→ **DOCUMENT EXTRACT**
I don't see that further improvements to health/longevity will turn around this multi-cultural trend. It's even happening in Iran.

Nick said at May 7, 2007 10:20 AM:

"Full body rejuvenation using Strategies for Engineered Negligible Senescence (SENS) will inevitably cause a big uptick in fertility."

Only a small % of women have fewer children than they desire due to fertility problems. Many more than that have more than they desire, due to social disorganization.

"Some people argue (really, I'm not making this up) that we humans do not have any instinctive desire to reproduce and that we can all get taught to prefer dogs and cats to human babies."

Is that related to our earlier conversation about this? We certainly see many people who are dying for children. But, have we seen evidence that this has a dominant genetic component? I think it's certainly possible, but I'd hesitate to assert it as a certainty without some research. Intuition is insufficient.

More importantly, that's not what I was arguing. What I was arguing was that to the extent that this exists genetically (as opposed to desire for sex, companionship, family support in old age, and cultural teaching and pressure), it's clearly less powerful than cultural factors, and isn't likely to increase fast enough through natural selection (like in the next 75 years) to make a significant difference.

Really, an important distinction needs to be made: the assumption here seems to be that we want MANY children. My experience is that a lot of people want children, but that almost everybody is satisfied with one to 3 healthy, adult children. Ask older parents if they want more children, and they are typically very surprised, and have an attitude of "been there, done that. It's not uncommon for them to even say they wouldn't do it over again.

Finally, I would expect that rejuvenation would increase population (though not as much as one might think: think of the series of 1+.75+.75 squared+.75 cubed, etc: it's asymptotic), but who cares? By the time rejuvenation is widespread, we are likely to have the prosperity and technology to accomodate many more people without overloading the environment, and added longevity will create a longer-term perspective to accelerate such an environmentally friendly aproach.

Rob said at May 7, 2007 12:59 PM:


There's a new book out called "Everything Conceivable" about reproductive medicine. You might think it's interesting.

Randall Parker said at May 7, 2007 6:01 PM:


I've had many people argue to me that there's no instinct to reproduce. I say women like babies too much for that to be the case.

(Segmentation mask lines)
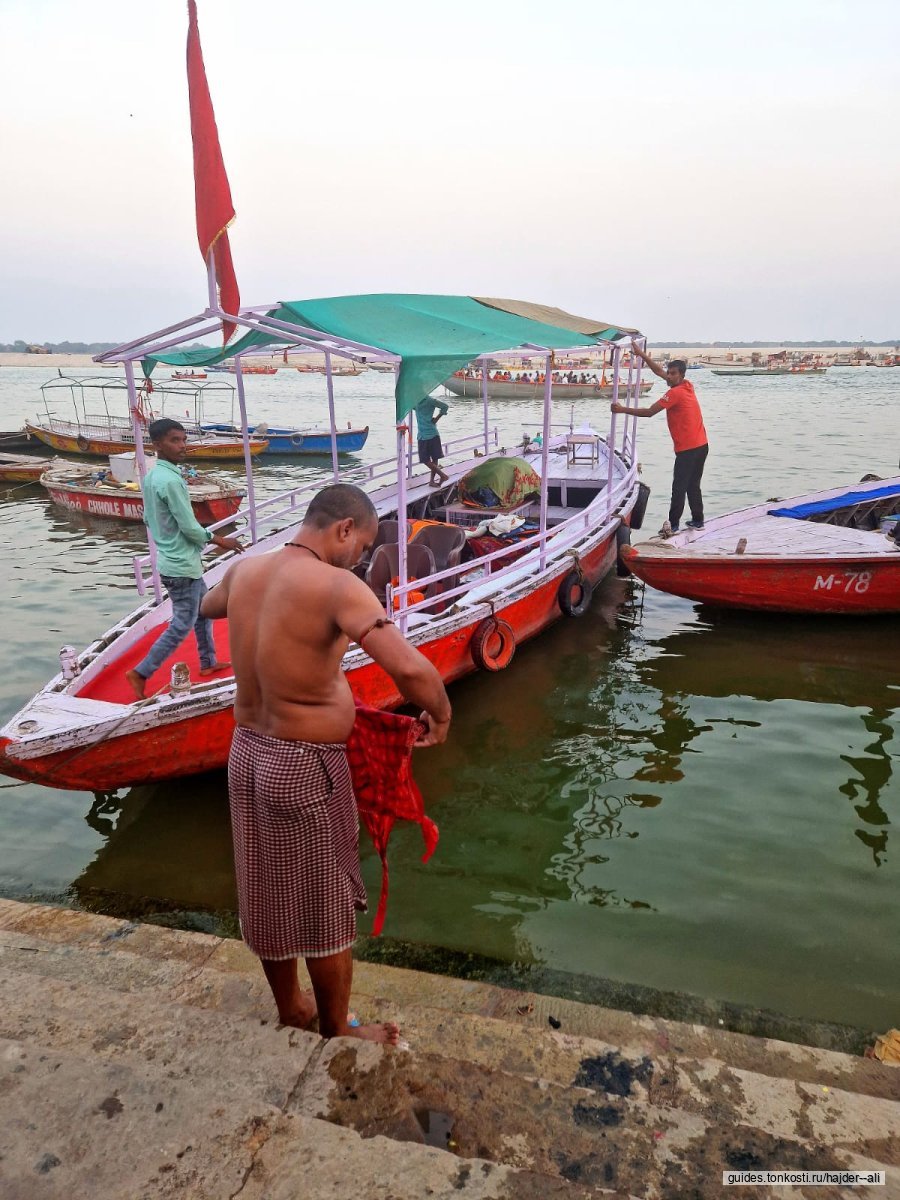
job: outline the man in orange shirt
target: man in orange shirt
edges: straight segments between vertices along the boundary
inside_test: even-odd
[[[676,464],[672,475],[672,502],[668,506],[668,521],[662,526],[660,533],[668,536],[678,532],[685,499],[691,510],[691,518],[686,522],[688,528],[702,529],[703,494],[700,490],[700,481],[703,478],[709,444],[703,425],[703,414],[694,392],[694,384],[684,378],[688,364],[683,359],[672,359],[664,370],[635,342],[631,343],[631,348],[654,374],[666,380],[668,391],[647,408],[628,408],[625,404],[612,404],[611,408],[613,413],[625,413],[629,416],[654,416],[665,410],[668,432],[674,443]]]

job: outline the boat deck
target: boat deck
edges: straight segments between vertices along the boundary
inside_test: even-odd
[[[140,637],[133,646],[130,646],[126,650],[114,659],[107,667],[104,667],[100,674],[91,679],[84,688],[79,689],[78,695],[84,696],[85,700],[103,700],[109,704],[130,704],[134,701],[134,692],[131,689],[127,679],[125,678],[125,672],[131,671],[133,667],[140,662],[146,652],[154,644],[156,638],[162,632],[163,626],[157,626],[149,630]],[[230,658],[230,652],[228,648],[228,622],[216,620],[212,623],[212,636],[216,642],[216,656],[220,662],[228,662]],[[223,671],[217,672],[215,676],[200,677],[200,659],[197,650],[197,638],[191,634],[185,641],[179,646],[179,648],[172,654],[160,667],[156,674],[150,676],[146,682],[146,695],[152,696],[154,692],[164,690],[168,688],[169,677],[172,673],[172,666],[175,662],[186,662],[191,671],[192,683],[204,683],[206,679],[224,679],[232,672],[230,668],[226,667]]]

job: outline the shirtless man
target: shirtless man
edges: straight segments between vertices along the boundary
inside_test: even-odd
[[[284,1025],[323,1037],[396,1044],[391,1021],[348,1024],[356,911],[366,907],[359,824],[344,743],[355,719],[341,667],[358,642],[424,709],[416,746],[444,742],[450,702],[440,676],[385,619],[350,571],[378,517],[358,487],[311,502],[283,550],[235,563],[203,600],[228,617],[238,683],[228,761],[241,932],[259,955]],[[304,958],[313,995],[301,992]]]

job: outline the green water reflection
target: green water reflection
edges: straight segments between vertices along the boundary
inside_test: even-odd
[[[895,400],[865,378],[890,374],[829,372],[778,394],[702,377],[710,510],[894,469],[878,434]],[[288,383],[260,382],[264,415],[288,413]],[[343,383],[354,391],[338,407],[350,397],[384,452],[384,385]],[[5,372],[7,410],[14,385]],[[12,395],[23,416],[28,395]],[[664,427],[642,437],[655,528],[671,449]],[[259,488],[305,470],[262,467]],[[0,715],[52,673],[62,642],[86,643],[132,606],[139,546],[139,529],[71,517],[34,490],[0,496]],[[395,830],[386,935],[895,1025],[894,630],[715,613],[607,580],[582,619],[520,647],[503,674],[454,688],[451,740],[416,756],[440,844],[426,865],[418,830]],[[0,797],[0,894],[234,929],[223,774],[96,799],[30,786]],[[364,870],[374,900],[367,846]]]

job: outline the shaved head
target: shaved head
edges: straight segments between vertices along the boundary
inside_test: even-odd
[[[353,484],[331,484],[310,500],[304,524],[313,529],[326,529],[336,521],[353,521],[365,527],[378,523],[378,514],[361,487]]]

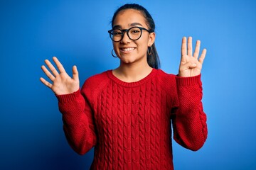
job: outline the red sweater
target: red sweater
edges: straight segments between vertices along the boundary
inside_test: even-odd
[[[174,140],[186,148],[198,150],[206,140],[200,75],[154,69],[126,83],[110,70],[57,97],[73,149],[83,154],[95,147],[92,169],[174,169],[171,123]]]

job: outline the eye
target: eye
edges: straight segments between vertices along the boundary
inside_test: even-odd
[[[122,34],[122,31],[119,30],[113,30],[112,32],[113,35],[120,35]]]

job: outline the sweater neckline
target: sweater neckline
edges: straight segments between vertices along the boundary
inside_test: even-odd
[[[112,72],[112,69],[110,69],[108,71],[107,71],[107,74],[108,76],[108,77],[112,79],[112,81],[114,81],[115,83],[122,85],[123,86],[127,86],[127,87],[132,87],[132,86],[137,86],[139,85],[142,85],[143,84],[144,84],[145,82],[146,82],[147,81],[149,81],[149,79],[151,79],[151,77],[153,77],[155,74],[156,73],[156,69],[152,69],[152,70],[151,71],[151,72],[144,78],[143,78],[142,79],[140,79],[137,81],[134,81],[134,82],[125,82],[124,81],[120,80],[119,79],[118,79],[117,77],[116,77]]]

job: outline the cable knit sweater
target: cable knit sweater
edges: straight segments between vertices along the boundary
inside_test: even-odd
[[[198,150],[206,140],[201,75],[154,69],[127,83],[109,70],[57,98],[72,148],[84,154],[95,147],[92,169],[174,169],[171,124],[186,148]]]

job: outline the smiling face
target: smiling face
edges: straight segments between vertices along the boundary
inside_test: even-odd
[[[143,27],[149,30],[145,18],[137,10],[121,11],[113,22],[113,28],[121,30],[129,29],[133,26]],[[148,47],[153,45],[154,40],[155,33],[149,33],[146,30],[142,30],[141,38],[137,40],[130,40],[127,33],[124,33],[121,41],[113,42],[113,47],[115,53],[121,60],[121,64],[146,62]]]

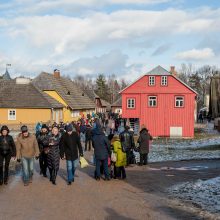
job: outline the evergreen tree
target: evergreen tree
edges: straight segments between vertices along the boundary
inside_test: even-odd
[[[103,74],[98,75],[96,79],[96,94],[104,100],[108,101],[109,93],[108,93],[108,86],[106,84],[106,79]]]

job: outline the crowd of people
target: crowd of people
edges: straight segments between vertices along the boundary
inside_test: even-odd
[[[56,185],[60,159],[66,160],[67,184],[74,182],[75,171],[80,158],[86,151],[94,149],[94,177],[97,181],[104,174],[105,180],[125,179],[125,168],[132,160],[133,150],[140,152],[140,165],[148,163],[149,143],[152,140],[147,128],[142,125],[135,144],[134,134],[129,126],[122,132],[110,129],[107,132],[106,121],[80,120],[78,123],[46,125],[38,123],[36,133],[31,134],[26,125],[16,139],[9,134],[9,128],[2,126],[0,133],[0,185],[8,184],[9,164],[11,158],[22,164],[24,186],[33,180],[34,159],[39,160],[40,175]],[[84,149],[82,143],[85,143]],[[4,167],[3,167],[4,166]]]

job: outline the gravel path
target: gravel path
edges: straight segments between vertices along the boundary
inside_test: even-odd
[[[39,175],[36,162],[34,180],[28,187],[23,186],[20,165],[17,165],[9,185],[0,187],[0,220],[202,219],[197,211],[189,212],[166,194],[168,186],[185,179],[216,176],[216,162],[194,163],[206,164],[208,168],[178,170],[168,167],[191,164],[155,163],[148,167],[129,167],[126,181],[110,182],[96,182],[92,178],[94,167],[90,166],[78,169],[75,183],[67,186],[62,161],[57,185],[53,186]]]

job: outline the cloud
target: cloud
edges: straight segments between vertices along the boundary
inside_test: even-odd
[[[152,56],[159,56],[164,54],[167,50],[171,48],[171,44],[164,44],[159,46],[153,53]]]
[[[215,56],[211,48],[192,49],[176,54],[176,58],[186,61],[201,61],[211,59]]]
[[[81,58],[72,62],[66,71],[76,75],[97,75],[100,73],[122,75],[126,72],[128,56],[119,50],[112,50],[101,56]]]
[[[56,13],[61,11],[78,12],[97,10],[112,5],[155,5],[171,2],[171,0],[12,0],[0,5],[0,10],[14,10],[25,14]]]
[[[84,18],[47,15],[27,19],[24,16],[1,22],[8,24],[9,36],[22,37],[37,47],[51,46],[54,53],[62,54],[97,45],[120,45],[122,42],[140,42],[146,38],[155,40],[161,36],[199,34],[207,29],[210,33],[219,31],[215,17],[201,19],[200,13],[174,9],[121,10],[110,14],[92,13]]]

→ **EXERCISES**
**a)** In the comment thread on fertility and rejuvenation above, list every commenter named in a "said at" heading.
**b)** Continue the comment thread on fertility and rejuvenation from its final sentence.

→ **ANSWERS TO THIS EXERCISE**
**a)** Nick, Rob, Randall Parker

**b)**
I'm also arguing that given strong enough selective pressures natural selection can happen very rapidly. What is needed to make it happen rapidly is the pre-existence of the genetic variations to select for and a strong pressure driving the selection.

I'm saying the strong pressure is obviously there. The question one can ask: Does the desire for children vary enough for genetic reasons that there is a subpopulation with a very strong desire for offspring. I think there is such a subpopulation.

Also, why think about only 75 years? 75 years ago was only 1932. Since many of us will benefit from rejuvenation therapy we will live to see 100, 200, 300 years from now.

Nick said at May 10, 2007 3:28 PM:


It might be helpful to quantify some of the things you're suggesting. Again, as you note in a later post, natural selection and genetics can behave in non-intuitive ways. So, these dynamics seem possible to me, but not large enough or fast enough to worry about.

When I say 75 years, I'm not limiting lifespan, I'm limiting the time period in which over-population is a concern. If we manage not to reduce ourselves to nano-goo in the meantime, we're likely to be sufficiently prosperous and technically capable in 75 years that we can accomodate essentially whatever population size we want.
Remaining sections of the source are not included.